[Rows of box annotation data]
[Begin]

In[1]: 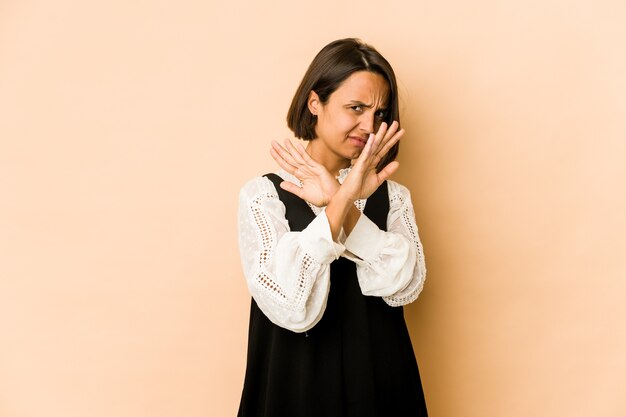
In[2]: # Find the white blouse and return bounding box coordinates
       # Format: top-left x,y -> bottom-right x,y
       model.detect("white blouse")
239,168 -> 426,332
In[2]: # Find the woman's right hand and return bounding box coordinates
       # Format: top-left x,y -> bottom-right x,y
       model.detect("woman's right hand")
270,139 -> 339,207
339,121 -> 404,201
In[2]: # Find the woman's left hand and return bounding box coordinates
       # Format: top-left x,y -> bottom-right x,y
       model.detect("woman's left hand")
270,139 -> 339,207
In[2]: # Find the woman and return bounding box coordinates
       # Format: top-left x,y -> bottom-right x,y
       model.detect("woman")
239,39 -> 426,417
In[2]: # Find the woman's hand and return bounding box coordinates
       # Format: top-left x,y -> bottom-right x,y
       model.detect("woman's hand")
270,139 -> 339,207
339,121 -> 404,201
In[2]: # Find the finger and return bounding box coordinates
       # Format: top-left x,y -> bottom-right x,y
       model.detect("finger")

[End]
[Begin]

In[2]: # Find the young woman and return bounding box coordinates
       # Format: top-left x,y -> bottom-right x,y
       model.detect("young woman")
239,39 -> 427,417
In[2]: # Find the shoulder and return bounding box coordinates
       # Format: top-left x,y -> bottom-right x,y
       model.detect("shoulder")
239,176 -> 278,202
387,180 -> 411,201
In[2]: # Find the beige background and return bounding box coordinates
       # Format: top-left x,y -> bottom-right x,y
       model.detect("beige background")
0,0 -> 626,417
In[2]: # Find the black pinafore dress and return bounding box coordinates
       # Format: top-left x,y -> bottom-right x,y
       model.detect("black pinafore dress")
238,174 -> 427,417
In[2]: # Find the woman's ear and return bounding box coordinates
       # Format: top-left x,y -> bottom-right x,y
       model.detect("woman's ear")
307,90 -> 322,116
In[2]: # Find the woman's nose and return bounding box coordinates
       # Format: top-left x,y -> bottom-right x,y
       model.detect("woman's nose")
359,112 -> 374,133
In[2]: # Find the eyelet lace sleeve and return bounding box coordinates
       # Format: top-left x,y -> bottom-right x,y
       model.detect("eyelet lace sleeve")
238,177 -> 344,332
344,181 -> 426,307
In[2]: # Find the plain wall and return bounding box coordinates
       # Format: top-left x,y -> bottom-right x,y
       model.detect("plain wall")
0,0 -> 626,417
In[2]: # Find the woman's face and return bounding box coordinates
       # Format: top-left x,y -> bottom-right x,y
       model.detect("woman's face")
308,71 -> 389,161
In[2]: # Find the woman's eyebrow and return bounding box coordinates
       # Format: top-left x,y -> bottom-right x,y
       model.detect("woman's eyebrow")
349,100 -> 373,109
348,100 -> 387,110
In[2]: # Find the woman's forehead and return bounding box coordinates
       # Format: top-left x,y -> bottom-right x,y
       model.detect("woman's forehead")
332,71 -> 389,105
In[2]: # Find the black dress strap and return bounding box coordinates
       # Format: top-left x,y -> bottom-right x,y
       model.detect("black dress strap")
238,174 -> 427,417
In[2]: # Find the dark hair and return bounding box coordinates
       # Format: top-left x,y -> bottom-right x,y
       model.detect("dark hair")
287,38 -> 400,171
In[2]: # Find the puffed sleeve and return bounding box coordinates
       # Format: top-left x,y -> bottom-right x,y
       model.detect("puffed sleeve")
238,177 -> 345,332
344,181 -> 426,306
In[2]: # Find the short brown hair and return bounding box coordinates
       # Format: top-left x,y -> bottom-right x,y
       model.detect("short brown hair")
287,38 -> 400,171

[End]
[Begin]

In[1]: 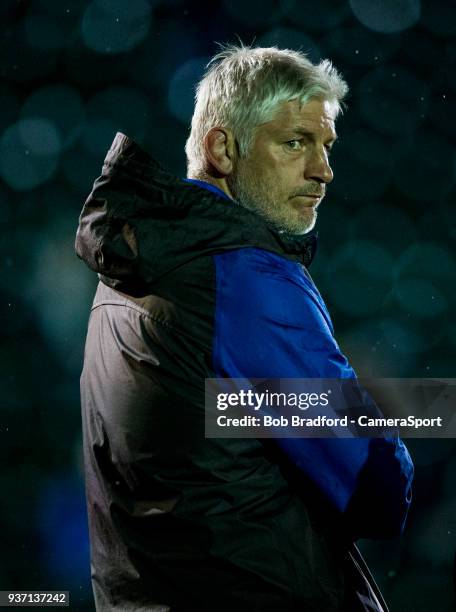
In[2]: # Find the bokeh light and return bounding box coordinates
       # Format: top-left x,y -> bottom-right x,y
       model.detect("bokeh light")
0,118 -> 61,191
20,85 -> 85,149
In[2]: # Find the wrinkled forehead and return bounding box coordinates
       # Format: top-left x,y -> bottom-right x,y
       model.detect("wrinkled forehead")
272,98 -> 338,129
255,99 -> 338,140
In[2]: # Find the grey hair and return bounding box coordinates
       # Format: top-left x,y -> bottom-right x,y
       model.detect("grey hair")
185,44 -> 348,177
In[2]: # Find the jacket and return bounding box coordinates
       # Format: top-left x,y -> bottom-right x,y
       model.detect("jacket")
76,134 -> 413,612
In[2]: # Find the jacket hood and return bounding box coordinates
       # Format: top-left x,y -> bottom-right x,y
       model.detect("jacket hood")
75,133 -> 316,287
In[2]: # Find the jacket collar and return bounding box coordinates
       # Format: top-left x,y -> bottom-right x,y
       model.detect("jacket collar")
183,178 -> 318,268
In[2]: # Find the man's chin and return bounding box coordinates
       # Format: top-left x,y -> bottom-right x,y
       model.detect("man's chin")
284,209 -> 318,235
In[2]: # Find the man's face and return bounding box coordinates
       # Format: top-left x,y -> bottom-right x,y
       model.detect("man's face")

[End]

▶ Instruction
Please replace "plain wall" with "blank wall" in the lines between the one containing "In[2]: # Find the woman's nose" and the one containing "308,71 -> 389,161", inclusive, and give only those lines with nothing else altered.

▶ Complete answer
In[2]: # Find the woman's nose and return bounding box coordinates
       # Format: top-left x,y -> bottom-right x,y
       model.detect("woman's nose")
359,112 -> 374,133
In[2]: # Find the eyelet lace sleeve and return bounding box coordinates
       # Format: top-left x,y -> bottom-right x,y
       model.detect("eyelet lace sleeve")
238,177 -> 344,332
344,181 -> 426,307
In[2]: # Find the blank wall and return bounding box coordinates
       # Format: top-left x,y -> bottom-right x,y
       model.detect("blank wall")
0,0 -> 626,417
In[2]: # Find the woman's face and return bounding box coordinates
       # Format: top-left x,y -> bottom-right x,y
       model.detect("woman's face")
308,71 -> 389,161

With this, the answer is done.